*本文*
不死鳥のような復活を遂げた大人気ビール「マルエフ」。アサヒビールから販売されているなめらかなコクがある銘柄で、マルエフ独特の美味しさが楽しめる。
「アサヒビールをどうにか復活させてほしい」という願いが込められ、マルエフは1986年2月に発売した。途端に大ヒットを記録したマルエフだが、生産体制の問題もあり、1993年に缶や瓶を終売とし、業務用の樽のみ継続販売する形となった。
しかし、2018年に期間や数量を限定して再発売し、2021年には改めて「完全復活」を遂げた。今回は、奇跡の復活を遂げたマルエフについて、特徴や歴史、スーパードライとの違いを詳しく解説する。
マルエフに似たおすすめのビールも併せて紹介するので、ビール好きの方はぜひ最後まで読んでみてほしい。
大人気ビール「マルエフ」の特徴
大人気ビール「マルエフ」は、アサヒビールから販売されている、なめらかなコクが魅力的なビール銘柄である。「不死鳥のような復活」という願いが込められて復活したビールであり、マルエフの「F」は不死鳥(フェニックス)からきている。
しかし、フェニックスのスペルは「phoenix」であり、Fの文字はどこにも含まれていない。実はマルエフの名称は、フェニックスの頭文字をFだと思いこんでいた社員が名付けたものであり、あとからその間違いに気が付き、幸運(フォーチュン「Fortune」)に変更したとされている。
マルエフは1986年2月に発売し、従来のビールとは違う「苦くて重いビールから、のどごしのよいすっきりした味わいのビール」を目指した。変化する消費者のニーズに合わせて開発しただけあり、マルエフはたちまち大ヒットを記録した。

*データ*
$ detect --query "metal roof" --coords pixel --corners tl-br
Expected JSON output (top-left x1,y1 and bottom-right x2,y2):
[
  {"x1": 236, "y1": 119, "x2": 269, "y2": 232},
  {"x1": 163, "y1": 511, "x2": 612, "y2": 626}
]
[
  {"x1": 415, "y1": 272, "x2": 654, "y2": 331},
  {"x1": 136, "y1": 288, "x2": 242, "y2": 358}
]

*作業指示*
本文のうち、「不死鳥のような復活を遂げた大」を含む語句で始まり「のみ継続販売する形となった。」で終わる部分を、「なめらかなコク」を「まろやかなコク」に置き換えたうえで書き直してください。

*想定解答*
不死鳥のような復活を遂げた大人気ビール「マルエフ」。アサヒビールから販売されているまろやかなコクがある銘柄で、マルエフ独特の美味しさが楽しめる。
「アサヒビールをどうにか復活させてほしい」という願いが込められ、マルエフは1986年2月に発売した。途端に大ヒットを記録したマルエフだが、生産体制の問題もあり、1993年に缶や瓶を終売とし、業務用の樽のみ継続販売する形となった。